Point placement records

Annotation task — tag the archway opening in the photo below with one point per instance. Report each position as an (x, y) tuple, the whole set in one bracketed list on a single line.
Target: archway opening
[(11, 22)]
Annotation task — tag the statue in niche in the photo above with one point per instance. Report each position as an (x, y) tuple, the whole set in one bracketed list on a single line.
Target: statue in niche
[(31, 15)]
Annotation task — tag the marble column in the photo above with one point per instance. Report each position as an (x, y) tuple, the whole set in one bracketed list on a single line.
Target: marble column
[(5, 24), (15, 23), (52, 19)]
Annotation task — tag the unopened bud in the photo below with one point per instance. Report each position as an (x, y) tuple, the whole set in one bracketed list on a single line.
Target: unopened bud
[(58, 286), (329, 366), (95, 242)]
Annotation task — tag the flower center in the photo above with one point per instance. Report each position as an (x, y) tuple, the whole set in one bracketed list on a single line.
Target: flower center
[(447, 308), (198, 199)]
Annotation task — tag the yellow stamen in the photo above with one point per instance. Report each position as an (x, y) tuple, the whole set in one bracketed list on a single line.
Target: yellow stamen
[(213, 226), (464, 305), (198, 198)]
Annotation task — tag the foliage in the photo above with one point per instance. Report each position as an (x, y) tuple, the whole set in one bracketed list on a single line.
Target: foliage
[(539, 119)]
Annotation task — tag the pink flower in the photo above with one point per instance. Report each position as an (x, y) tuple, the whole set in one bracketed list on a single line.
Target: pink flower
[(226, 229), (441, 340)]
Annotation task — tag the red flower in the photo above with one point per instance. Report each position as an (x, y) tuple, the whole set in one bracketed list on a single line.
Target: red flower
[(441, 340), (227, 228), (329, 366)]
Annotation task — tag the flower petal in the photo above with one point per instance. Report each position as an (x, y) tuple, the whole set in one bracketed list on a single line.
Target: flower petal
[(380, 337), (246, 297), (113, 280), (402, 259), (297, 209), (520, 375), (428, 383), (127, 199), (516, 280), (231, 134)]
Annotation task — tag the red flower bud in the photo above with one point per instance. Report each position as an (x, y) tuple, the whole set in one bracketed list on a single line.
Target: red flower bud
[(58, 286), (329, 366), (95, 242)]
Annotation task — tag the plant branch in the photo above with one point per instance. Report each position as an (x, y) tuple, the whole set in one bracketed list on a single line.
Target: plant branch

Exercise description ▸ Quote the listing above verbatim, every line from the first to the last.

Reply to the exercise ▸
Annotation task — tag the archway opening in the photo below with one point per instance. Report each position as an (x, y) tuple, the whole set in one bracketed list on a single line.
Target: archway opening
[(11, 22)]
Annotation task — tag the statue in niche in the photo above with one point per instance. Report each position as an (x, y) tuple, the whole set in one bracketed list on a single line.
Target: statue in niche
[(31, 15)]
Annotation task — tag the marble column in the photo above with one point per instance. Report each position as an (x, y) tuple, the whole set in one bracketed list on a single line.
Target: marble column
[(5, 24), (15, 23), (52, 19)]
Annotation task — tag the unopened bud in the photo below with one point per instance. Report each position as an (x, y) tuple, the whole set in one bracketed list on a single line.
Target: unopened bud
[(58, 286), (329, 366), (95, 242)]
Annotation task — tag the flower center in the photo above with one point per instance. Report each position as an (x, y) tuple, the whole set in one bracketed list on a single line.
Target: flower center
[(447, 308), (198, 199)]
Annotation task — tag the yellow stamen in the photo above with one point per instance. Report each position as an (x, y) tuple, the whole set in one bracketed list on a single line.
Target: yellow stamen
[(213, 226), (464, 305), (198, 198)]
Annotation task — tag the foliage in the photo above with one point per instance. Report each position as an (x, y) tuple, the whole set in one bracketed list on a single line.
Target: foliage
[(539, 119)]
Annotation task — tag the pink flower in the photo above with one point per instance. Report each position as an (x, y) tuple, the whole set in one bracketed list on a single line.
Target: pink flower
[(226, 229), (441, 340)]
Annotation task — tag the red flower in the photo above with one point per instance. Report each position as an (x, y) tuple, the whole set in one bracketed list on a single line.
Target: red flower
[(441, 340), (227, 228), (329, 366)]
Annotation task — tag the flower petal in the photo above with one point per instance. Report each position as an (x, y) tuple, the whole set in one bracketed list on a single line.
Target: flower petal
[(380, 337), (246, 297), (113, 280), (402, 259), (297, 209), (520, 375), (428, 383), (127, 199), (516, 280), (231, 134)]
Annotation task — tag the red flower bud in the photo above with one point per instance. Report each position as an (x, y) tuple, the whole set in one bracketed list on a single line.
Target: red flower bud
[(58, 286), (329, 366), (95, 242)]
Annotation task — tag the plant branch in the photo above with one point per instance. Report each position as an (x, y) tuple, the whole set in one bracketed list on a single line.
Target: plant branch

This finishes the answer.